Selected excerpt:
______________________________

Inside Glovo’s deliveries optimization
Intro
In the instant-delivery business, efficiency is everything: a large volume of orders with relatively small delivery fees is sustainable only if the system is able to leverage the scale reducing the cost sustained by the company for each individual order.
That’s why in Glovo we invested a lot of resources dealing with optimization, and today I’d like to show you how the Matching team combined software and math to boost efficiency in our company.
The main goal of the team is to solve the assignment problem, which consists in deciding, for each order, who is the best courier to handle it, with the goal of improving the efficiency of the system while respecting the business constraints, where with “business constraints” we mean any kind of rule that needs to be followed by the assignment logic: for example, an order that needs to be delivered in a limited traffic area can’t be assigned to a courier that is driving a car.
Bonus: what is efficiency?
In our context, “efficiency” is strictly linked to the time the courier has to wait at the pickup point, let’s try to explain it with a simple example from our domain:
In Figure A we have 2 couriers: courier 1 with a scooter and courier 2 with a bike, and 3 orders: a pizza, a taco and sushi. The first courier is already handling the pizza and we need to decide who to assign the others. We estimate the preparation time (ETP in the figure) for tacos as 10 minutes, and for sushi as 3 minutes.
A naive approach would be to assign the closest free courier to any order, so now we imagine we went on with this simple approach and looking back after orders were delivered, you can see in Figure B what happened.

______________________________

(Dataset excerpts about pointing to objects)
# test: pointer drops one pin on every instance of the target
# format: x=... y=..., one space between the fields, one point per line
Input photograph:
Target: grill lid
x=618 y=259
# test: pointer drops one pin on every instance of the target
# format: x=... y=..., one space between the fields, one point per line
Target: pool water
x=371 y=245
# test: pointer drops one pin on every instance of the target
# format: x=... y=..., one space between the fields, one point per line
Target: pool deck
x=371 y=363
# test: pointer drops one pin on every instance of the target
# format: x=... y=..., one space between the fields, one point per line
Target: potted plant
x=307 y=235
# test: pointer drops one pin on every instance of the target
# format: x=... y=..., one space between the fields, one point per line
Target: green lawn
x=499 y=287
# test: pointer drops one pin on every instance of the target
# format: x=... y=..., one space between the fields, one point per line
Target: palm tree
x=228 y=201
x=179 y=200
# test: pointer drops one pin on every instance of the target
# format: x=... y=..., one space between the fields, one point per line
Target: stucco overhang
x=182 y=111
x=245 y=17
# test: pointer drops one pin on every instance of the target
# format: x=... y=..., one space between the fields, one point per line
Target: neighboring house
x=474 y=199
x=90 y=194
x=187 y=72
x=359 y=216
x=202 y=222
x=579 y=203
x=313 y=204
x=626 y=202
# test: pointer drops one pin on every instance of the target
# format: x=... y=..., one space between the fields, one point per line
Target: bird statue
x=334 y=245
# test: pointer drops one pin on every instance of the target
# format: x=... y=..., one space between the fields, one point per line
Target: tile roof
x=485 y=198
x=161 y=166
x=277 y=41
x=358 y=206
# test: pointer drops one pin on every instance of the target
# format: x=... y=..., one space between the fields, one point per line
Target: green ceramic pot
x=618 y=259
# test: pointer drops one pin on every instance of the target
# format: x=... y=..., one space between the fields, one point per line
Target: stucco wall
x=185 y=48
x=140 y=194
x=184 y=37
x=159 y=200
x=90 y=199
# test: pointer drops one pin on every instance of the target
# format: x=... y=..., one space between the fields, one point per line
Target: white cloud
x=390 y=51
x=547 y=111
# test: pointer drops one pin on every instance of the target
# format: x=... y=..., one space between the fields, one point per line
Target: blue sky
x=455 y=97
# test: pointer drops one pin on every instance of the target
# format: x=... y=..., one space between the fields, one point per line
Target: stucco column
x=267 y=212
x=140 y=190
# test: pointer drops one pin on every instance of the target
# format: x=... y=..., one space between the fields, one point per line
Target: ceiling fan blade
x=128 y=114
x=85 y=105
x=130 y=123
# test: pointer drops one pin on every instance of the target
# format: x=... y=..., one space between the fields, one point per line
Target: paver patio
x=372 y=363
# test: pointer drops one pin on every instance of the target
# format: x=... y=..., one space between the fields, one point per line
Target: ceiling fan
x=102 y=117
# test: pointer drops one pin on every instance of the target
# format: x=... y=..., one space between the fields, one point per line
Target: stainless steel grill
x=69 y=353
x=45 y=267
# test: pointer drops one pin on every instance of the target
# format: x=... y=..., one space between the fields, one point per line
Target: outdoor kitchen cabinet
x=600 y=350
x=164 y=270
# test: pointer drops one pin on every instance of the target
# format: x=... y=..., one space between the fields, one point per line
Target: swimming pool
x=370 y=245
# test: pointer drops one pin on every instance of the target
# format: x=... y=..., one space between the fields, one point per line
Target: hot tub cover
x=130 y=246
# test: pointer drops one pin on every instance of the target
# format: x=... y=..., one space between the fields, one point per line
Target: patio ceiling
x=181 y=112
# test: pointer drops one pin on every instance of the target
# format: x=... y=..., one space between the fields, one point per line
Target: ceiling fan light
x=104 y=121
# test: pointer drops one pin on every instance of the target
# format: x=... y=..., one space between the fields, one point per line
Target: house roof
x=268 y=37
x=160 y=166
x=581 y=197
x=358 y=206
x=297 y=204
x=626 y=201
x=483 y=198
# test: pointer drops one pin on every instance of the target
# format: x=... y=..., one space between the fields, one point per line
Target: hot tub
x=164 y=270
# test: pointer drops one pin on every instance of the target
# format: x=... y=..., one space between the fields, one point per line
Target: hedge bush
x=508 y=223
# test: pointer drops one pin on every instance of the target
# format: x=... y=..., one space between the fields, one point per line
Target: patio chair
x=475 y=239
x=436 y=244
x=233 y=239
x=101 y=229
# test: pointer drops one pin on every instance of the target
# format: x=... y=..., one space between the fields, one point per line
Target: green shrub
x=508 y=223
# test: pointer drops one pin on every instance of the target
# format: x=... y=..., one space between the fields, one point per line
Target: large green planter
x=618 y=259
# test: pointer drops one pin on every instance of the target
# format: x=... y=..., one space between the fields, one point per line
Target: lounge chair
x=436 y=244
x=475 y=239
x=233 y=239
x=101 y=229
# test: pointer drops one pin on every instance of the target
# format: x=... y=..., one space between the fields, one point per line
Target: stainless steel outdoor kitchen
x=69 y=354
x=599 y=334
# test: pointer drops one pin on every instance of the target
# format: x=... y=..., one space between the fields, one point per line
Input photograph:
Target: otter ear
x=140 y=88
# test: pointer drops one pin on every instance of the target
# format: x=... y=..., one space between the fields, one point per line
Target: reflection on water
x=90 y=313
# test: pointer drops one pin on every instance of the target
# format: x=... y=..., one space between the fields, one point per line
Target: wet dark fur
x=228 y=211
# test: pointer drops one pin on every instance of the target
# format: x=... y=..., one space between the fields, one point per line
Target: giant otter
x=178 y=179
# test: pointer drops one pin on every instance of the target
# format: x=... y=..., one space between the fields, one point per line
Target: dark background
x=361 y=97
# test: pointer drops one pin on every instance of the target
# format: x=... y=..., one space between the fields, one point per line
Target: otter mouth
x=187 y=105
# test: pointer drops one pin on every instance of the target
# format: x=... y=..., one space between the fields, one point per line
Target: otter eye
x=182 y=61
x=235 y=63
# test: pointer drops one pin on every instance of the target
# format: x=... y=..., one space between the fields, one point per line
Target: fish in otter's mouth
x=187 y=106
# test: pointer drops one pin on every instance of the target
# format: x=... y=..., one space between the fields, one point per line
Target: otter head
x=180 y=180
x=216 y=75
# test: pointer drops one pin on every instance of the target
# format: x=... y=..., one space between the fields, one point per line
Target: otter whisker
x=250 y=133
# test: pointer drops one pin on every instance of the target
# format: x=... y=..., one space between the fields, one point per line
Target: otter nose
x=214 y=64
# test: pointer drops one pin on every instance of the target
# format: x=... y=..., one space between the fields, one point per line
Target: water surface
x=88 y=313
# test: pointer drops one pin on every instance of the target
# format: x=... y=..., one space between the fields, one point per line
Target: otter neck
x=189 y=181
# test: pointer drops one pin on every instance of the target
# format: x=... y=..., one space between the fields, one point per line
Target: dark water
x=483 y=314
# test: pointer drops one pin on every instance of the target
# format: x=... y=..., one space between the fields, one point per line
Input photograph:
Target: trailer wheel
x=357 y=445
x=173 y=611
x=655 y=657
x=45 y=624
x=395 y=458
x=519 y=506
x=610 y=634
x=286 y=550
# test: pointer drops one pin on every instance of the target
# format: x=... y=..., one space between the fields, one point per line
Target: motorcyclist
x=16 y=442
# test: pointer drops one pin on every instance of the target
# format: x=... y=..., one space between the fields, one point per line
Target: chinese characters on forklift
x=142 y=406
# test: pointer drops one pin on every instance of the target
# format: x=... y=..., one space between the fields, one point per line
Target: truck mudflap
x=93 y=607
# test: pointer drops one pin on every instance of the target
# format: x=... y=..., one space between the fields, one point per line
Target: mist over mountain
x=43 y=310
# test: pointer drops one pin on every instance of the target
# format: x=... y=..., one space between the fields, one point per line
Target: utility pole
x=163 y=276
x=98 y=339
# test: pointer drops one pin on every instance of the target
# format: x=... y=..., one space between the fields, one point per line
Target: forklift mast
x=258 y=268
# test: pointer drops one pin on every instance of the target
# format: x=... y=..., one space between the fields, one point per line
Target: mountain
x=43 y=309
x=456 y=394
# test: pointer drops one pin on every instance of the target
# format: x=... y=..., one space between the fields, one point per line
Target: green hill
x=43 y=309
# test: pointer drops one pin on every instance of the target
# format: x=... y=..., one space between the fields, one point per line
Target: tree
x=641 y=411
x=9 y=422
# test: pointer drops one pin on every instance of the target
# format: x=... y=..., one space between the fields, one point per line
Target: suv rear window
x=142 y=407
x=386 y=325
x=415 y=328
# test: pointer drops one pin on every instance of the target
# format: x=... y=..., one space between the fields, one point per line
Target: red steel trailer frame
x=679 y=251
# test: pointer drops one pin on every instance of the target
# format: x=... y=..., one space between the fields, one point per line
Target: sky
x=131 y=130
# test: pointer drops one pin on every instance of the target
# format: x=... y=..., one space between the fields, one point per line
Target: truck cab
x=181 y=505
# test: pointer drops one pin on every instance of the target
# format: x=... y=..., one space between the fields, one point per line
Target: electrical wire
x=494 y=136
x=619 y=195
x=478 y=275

______________________________

Requirements:
a) In the article on Glovo's delivery optimization, what is the estimated preparation time for sushi?
b) Write what comes next in the article on Glovo's delivery optimization, picking up after its last sentence.
The entries have nothing to do with this.

Outputs:
a) 3 minutes.

b)
You can see here the travel time of the couriers, how much they waited at the store and the total time from the customer's point of view.
The main problem here is that courier 2 is too close and will need to wait a lot while the restaurant is preparing the taco! To make things worse, the taco delivery point is far from a bike, so the total time for the customer would be 25 minutes, while for the sushi one will be 16.
But if we try the approach of minimizing the waiting time, see in Figure C what happened this time.
The final situation looks much better, no courier had to wait and all the orders actually arrived faster!
But the most careful of you will have noticed a little drawback: the tacos were ready before courier 1 arrived, and they “waited” 1 minute more. In this case, this is not a real problem since it’s compensated by the scooter’s higher speed in the delivery phase, but we have to take into account this and many other “constraints”, while at the same time dealing with way more orders and couriers.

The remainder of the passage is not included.